→ Goal
Copy the entries below word for word, keeping every line as it appears.
╭─ Data shown
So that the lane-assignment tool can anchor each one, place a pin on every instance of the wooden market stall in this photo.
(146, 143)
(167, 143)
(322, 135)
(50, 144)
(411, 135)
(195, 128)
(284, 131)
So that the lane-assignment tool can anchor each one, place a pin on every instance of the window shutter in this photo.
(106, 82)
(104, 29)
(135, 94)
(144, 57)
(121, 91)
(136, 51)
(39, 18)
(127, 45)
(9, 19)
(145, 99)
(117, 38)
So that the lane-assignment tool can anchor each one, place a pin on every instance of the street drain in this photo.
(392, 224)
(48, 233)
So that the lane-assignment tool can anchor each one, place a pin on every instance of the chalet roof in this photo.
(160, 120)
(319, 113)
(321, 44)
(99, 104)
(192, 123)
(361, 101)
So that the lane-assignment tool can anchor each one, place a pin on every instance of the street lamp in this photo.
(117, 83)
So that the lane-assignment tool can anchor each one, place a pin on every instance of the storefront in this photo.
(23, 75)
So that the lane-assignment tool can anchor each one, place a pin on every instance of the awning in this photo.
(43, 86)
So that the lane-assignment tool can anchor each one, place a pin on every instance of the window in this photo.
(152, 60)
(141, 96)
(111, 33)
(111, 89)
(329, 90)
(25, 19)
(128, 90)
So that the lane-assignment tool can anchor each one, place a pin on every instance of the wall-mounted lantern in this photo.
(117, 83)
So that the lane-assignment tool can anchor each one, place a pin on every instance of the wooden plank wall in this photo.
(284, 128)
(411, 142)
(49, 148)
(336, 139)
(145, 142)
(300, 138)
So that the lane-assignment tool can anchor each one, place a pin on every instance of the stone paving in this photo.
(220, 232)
╰─
→ Answer for the task
So that the lane-assignment tool can anchor each one, place a pin on every instance of the wooden market stall in this photo.
(146, 143)
(167, 143)
(322, 135)
(50, 144)
(411, 135)
(195, 128)
(284, 131)
So that the lane-assignment tool can anchor each one, place a pin on every instance of the window shutter in this photo.
(106, 82)
(104, 29)
(135, 94)
(144, 57)
(121, 91)
(136, 51)
(39, 18)
(127, 45)
(9, 19)
(145, 99)
(117, 38)
So that the lane-assignment tool can anchor each one, place a pin on every instance of the street drain in this photo.
(392, 224)
(48, 233)
So that the lane-assignment tool can anchor each one, place a pin on every instance of the chalet roof in this photo.
(160, 120)
(319, 113)
(321, 44)
(99, 104)
(192, 123)
(361, 101)
So that the lane-assignment tool can anchor each one, place a pin on every instance of the street lamp in this photo.
(117, 83)
So that the lane-assignment tool can anchor each one, place a pin on every instance of the storefront in this photo.
(23, 75)
So that the lane-assignment tool can anchor each one, place a pin on every instance of the awning in this photo.
(43, 86)
So that the lane-assignment tool can anchor each one, place a pin on every instance of the window in this photo.
(152, 60)
(141, 96)
(111, 33)
(111, 89)
(329, 90)
(25, 19)
(128, 90)
So that the lane-assignment tool can anchor each one, place a pin on every instance of the wall-mounted lantern in this photo.
(117, 83)
So that the lane-assignment tool can anchor each one, place a pin on every instance of the wooden plank wall in this photo.
(284, 128)
(411, 142)
(49, 148)
(336, 139)
(145, 142)
(300, 138)
So that the lane-assignment tool can anchor each one, place a pin on every instance of the stone paving in this photo.
(220, 232)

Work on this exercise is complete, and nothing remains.